Repeat the records. Each line must match exactly.
(Supplied data Opens)
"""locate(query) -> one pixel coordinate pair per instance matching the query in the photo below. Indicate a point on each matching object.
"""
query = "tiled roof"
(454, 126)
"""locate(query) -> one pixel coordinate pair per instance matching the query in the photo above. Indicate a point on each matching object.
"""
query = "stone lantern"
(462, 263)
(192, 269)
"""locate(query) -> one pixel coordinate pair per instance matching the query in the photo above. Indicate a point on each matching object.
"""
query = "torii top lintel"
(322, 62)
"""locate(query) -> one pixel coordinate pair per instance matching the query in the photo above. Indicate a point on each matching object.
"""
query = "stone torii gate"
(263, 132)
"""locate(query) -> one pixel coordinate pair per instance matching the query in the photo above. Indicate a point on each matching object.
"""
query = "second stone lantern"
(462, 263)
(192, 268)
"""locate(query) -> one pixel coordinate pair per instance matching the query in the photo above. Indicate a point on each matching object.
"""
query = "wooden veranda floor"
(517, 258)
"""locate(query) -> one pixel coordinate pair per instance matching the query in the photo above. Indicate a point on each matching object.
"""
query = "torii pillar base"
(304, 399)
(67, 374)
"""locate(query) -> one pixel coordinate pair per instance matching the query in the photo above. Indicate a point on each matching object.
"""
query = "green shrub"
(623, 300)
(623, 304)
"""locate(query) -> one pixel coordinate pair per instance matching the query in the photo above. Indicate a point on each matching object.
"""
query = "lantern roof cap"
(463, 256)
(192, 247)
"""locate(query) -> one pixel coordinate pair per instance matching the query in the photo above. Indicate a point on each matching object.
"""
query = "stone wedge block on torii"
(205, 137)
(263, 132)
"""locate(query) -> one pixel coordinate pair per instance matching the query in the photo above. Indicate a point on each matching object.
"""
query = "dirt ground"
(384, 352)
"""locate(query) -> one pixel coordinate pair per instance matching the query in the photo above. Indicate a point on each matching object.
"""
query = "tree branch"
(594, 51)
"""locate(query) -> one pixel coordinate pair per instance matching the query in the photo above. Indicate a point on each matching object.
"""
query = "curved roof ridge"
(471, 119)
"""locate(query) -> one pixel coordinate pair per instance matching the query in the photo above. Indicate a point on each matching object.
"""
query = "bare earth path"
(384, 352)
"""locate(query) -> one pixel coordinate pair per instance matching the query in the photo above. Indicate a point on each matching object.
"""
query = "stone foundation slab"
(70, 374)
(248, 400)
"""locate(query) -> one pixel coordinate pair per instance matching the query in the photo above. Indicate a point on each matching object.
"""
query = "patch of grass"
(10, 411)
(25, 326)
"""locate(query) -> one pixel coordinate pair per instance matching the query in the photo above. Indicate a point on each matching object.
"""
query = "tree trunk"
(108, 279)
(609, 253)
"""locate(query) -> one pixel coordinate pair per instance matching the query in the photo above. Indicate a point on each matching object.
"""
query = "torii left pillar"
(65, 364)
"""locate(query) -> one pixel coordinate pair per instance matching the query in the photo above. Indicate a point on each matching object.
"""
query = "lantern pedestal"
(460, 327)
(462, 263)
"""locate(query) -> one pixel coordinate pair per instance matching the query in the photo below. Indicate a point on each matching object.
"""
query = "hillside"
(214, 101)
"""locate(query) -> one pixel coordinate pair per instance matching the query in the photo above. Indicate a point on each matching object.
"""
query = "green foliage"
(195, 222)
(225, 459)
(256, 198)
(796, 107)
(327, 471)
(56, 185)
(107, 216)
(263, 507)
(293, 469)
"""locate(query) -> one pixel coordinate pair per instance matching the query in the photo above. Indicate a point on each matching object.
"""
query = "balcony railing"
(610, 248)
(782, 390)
(Supplied data Closes)
Response to the exercise:
"""locate(query) -> one pixel coordinate pair per instance matching the query in the photo below. Indicate a point on each matching object.
"""
query = "tiled roof"
(454, 126)
"""locate(query) -> one pixel coordinate pair per instance matching the query in the photo above. Indicate a point on each matching object.
"""
query = "stone lantern"
(462, 263)
(192, 269)
"""locate(query) -> one pixel coordinate pair per instance matching the query in the photo above. Indicate a point on each matching object.
"""
query = "torii top lintel"
(322, 62)
"""locate(query) -> one pixel coordinate pair per instance matching the query in the photo above. Indicate a point on each matching object.
"""
query = "stone torii gate"
(263, 132)
"""locate(query) -> one pixel coordinate pair per instance matching the query in the photo above. Indicate a point on each matching object.
"""
query = "second stone lantern"
(462, 263)
(192, 268)
"""locate(query) -> one pixel coordinate pair per instance matching the query in the photo above. Indicate a point on each matching object.
"""
query = "wooden veranda floor"
(517, 258)
"""locate(query) -> one pixel coordinate pair per instance matching the query in the photo above. Indicate a point on each matching object.
"""
query = "torii pillar base"
(304, 399)
(67, 374)
"""locate(query) -> one pixel coordinate pair per instance matching the query in the photo above. Indicate a point on each matching object.
"""
query = "green shrub"
(623, 300)
(623, 304)
"""locate(query) -> one pixel coordinate pair per instance matching the query in the photo above. Indicate a point on each matching object.
"""
query = "lantern roof cap"
(463, 256)
(192, 247)
"""locate(query) -> one pixel coordinate pair per instance matching the query in the photo above. Indicate a point on each matching object.
"""
query = "stone wedge block on torii"
(205, 137)
(263, 132)
"""locate(query) -> one pixel coordinate pair per instance matching the query in the photo above. Indicate a point on each matching object.
"""
query = "dirt ground"
(384, 352)
"""locate(query) -> one pixel coordinate pair per instance matching the query in the photo above. Indicate a point on each matching object.
"""
query = "tree branch"
(594, 51)
"""locate(query) -> one pixel coordinate pair per instance matching the query in the photo above. Indicate a point on each matching object.
"""
query = "curved roof ridge"
(471, 119)
"""locate(query) -> one pixel coordinate pair per instance matching the query in the photo above. Indicate a point on each matching object.
"""
query = "bare earth path"
(384, 352)
"""locate(query) -> one pixel coordinate pair per instance matching the query in the photo above. Indicate a point on each matching object.
"""
query = "stone foundation slab"
(70, 374)
(248, 400)
"""locate(query) -> one pixel coordinate pair per instance matching the query in the photo above. Indicate a point on each matching object.
"""
query = "patch of grass"
(10, 411)
(25, 326)
"""locate(query) -> one pixel coordinate pair per instance matching the query in the photo above. Indicate a point on each matching object.
"""
query = "tree trunk"
(108, 279)
(609, 253)
"""locate(query) -> one pixel coordinate pair per instance matching the query in the photo above. Indicate a point on each matching object.
"""
query = "torii left pillar"
(65, 364)
"""locate(query) -> one pixel coordinate pair per instance matching the query in the photo above. Indicate a point on each matching object.
"""
query = "lantern pedestal"
(460, 327)
(462, 263)
"""locate(query) -> one pixel coordinate pair per instance matching the query in the photo below. Indicate a point on each matching object.
"""
query = "hillside"
(214, 101)
"""locate(query) -> one pixel coordinate pair per instance matching the query in the photo above. Indicate a point on each matching object.
"""
query = "green foliage"
(195, 222)
(225, 459)
(256, 198)
(796, 107)
(327, 471)
(56, 185)
(107, 216)
(263, 507)
(293, 469)
"""locate(query) -> one pixel coordinate pair per instance matching the query in the photo above. Indicate a point on each matching object.
"""
query = "balcony railing"
(610, 248)
(782, 390)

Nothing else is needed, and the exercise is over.